-- Start Extracted information --
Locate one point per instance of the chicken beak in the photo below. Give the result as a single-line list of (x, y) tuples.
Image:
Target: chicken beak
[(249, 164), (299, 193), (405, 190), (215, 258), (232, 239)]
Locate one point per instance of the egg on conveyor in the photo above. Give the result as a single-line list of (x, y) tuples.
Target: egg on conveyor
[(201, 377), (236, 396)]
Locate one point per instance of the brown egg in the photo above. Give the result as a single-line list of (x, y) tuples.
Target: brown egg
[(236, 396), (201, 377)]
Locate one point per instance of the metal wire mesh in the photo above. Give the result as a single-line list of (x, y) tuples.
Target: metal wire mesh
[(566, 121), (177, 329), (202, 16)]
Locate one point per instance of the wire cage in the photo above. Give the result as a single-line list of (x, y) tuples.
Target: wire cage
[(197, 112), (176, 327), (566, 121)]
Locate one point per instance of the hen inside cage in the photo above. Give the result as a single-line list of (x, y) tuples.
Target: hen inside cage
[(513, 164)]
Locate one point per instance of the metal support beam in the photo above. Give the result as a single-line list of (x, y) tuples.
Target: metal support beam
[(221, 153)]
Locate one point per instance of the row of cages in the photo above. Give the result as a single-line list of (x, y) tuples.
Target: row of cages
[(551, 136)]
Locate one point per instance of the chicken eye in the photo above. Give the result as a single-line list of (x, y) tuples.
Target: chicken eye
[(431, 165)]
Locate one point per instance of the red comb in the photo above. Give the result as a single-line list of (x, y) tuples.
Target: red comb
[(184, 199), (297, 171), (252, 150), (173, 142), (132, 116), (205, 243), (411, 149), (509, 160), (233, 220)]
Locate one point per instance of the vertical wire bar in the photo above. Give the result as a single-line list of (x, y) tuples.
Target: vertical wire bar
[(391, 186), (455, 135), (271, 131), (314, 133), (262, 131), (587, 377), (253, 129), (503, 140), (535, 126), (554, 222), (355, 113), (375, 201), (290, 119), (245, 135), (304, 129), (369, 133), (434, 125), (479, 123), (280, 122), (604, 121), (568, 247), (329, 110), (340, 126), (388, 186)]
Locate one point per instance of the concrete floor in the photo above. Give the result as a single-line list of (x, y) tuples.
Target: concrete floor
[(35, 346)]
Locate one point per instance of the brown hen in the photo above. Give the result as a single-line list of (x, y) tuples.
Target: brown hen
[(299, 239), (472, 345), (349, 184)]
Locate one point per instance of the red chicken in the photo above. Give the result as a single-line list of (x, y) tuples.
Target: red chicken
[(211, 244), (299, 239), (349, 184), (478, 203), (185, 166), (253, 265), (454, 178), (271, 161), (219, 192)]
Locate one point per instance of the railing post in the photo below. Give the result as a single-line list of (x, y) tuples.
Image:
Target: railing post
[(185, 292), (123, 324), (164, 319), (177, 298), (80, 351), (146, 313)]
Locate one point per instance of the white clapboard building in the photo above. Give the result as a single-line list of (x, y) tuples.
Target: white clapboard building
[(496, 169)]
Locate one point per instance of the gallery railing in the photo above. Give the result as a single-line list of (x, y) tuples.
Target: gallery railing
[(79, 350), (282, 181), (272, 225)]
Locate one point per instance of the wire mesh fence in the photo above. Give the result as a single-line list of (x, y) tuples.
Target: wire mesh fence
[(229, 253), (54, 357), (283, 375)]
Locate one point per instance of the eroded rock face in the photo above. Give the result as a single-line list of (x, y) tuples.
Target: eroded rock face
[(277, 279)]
-- End Extracted information --
-- Start Extracted information --
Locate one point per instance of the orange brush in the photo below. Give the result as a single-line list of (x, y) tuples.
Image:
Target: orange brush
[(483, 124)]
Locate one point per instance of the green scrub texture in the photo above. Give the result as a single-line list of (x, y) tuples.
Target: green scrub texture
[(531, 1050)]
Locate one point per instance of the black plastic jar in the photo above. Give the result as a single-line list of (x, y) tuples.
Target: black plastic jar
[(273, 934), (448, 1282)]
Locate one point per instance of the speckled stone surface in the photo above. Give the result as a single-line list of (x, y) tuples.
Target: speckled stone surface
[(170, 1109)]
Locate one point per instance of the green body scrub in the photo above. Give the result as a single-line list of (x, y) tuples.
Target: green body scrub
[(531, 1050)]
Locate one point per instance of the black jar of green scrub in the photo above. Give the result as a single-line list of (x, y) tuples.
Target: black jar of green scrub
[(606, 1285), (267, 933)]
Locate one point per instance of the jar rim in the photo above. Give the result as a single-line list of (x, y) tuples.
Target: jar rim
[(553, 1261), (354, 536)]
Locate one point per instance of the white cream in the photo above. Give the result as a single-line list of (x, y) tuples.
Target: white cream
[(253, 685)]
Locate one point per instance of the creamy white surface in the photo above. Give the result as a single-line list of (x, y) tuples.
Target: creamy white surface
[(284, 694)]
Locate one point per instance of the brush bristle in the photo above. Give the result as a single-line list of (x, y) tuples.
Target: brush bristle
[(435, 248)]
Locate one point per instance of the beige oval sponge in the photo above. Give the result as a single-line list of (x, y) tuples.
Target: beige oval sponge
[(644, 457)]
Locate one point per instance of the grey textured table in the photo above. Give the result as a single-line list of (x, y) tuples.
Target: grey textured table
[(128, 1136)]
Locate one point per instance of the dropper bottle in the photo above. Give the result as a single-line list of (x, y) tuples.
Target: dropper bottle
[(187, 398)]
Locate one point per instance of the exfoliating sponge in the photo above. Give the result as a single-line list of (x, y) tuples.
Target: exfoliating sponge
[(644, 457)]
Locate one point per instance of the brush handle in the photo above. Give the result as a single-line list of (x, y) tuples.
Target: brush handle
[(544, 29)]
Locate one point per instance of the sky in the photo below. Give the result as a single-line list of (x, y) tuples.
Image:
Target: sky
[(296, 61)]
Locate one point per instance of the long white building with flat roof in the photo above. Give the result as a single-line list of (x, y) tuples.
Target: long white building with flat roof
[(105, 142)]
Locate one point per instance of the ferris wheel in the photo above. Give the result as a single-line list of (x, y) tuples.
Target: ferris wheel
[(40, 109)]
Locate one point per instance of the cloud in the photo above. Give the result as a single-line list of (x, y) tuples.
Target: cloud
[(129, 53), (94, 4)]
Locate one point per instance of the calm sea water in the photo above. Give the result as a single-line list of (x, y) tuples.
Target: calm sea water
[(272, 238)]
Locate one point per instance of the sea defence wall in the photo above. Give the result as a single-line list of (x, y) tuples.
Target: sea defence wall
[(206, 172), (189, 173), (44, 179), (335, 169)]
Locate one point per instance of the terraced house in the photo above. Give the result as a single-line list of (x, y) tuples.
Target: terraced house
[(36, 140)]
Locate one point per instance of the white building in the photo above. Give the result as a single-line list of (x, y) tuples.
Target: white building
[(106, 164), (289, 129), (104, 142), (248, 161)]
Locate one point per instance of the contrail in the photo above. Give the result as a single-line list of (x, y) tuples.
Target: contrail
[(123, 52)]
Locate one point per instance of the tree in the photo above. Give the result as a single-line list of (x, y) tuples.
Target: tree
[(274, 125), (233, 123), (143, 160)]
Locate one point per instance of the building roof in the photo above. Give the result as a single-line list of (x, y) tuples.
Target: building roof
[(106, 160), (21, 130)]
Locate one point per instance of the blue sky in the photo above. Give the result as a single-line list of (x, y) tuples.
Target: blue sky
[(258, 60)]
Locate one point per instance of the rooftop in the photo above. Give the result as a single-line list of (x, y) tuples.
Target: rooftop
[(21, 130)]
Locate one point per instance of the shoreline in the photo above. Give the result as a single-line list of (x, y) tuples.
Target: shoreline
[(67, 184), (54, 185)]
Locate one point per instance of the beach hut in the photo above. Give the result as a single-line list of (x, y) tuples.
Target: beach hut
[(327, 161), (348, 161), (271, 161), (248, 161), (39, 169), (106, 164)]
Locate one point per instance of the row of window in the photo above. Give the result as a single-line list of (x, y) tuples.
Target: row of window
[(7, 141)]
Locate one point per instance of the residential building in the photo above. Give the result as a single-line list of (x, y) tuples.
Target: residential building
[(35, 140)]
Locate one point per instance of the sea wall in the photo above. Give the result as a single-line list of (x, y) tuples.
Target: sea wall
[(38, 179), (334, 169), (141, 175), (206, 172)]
-- End Extracted information --
Return the data above word for word. Begin at the line that contains "Locate one point per instance of the concrete" and stop after the line that contains "161), (219, 192)]".

■ Result below:
Locate one point per instance of the concrete floor in the photo above. Give the result as a single-line list of (x, y) tuples.
Target: concrete floor
[(35, 346)]
Locate one point per instance of the brown hen in the photo above. Give the result as a single-line list of (x, y) tuples.
Target: brown hen
[(299, 239), (472, 345), (349, 184)]
Locate one point per instance of the red chicken in the photo above. Give the result as a single-line list of (x, y) tuples.
Target: red chicken
[(211, 244), (299, 239), (349, 184), (478, 203), (185, 166), (253, 265), (454, 178), (271, 161), (219, 192)]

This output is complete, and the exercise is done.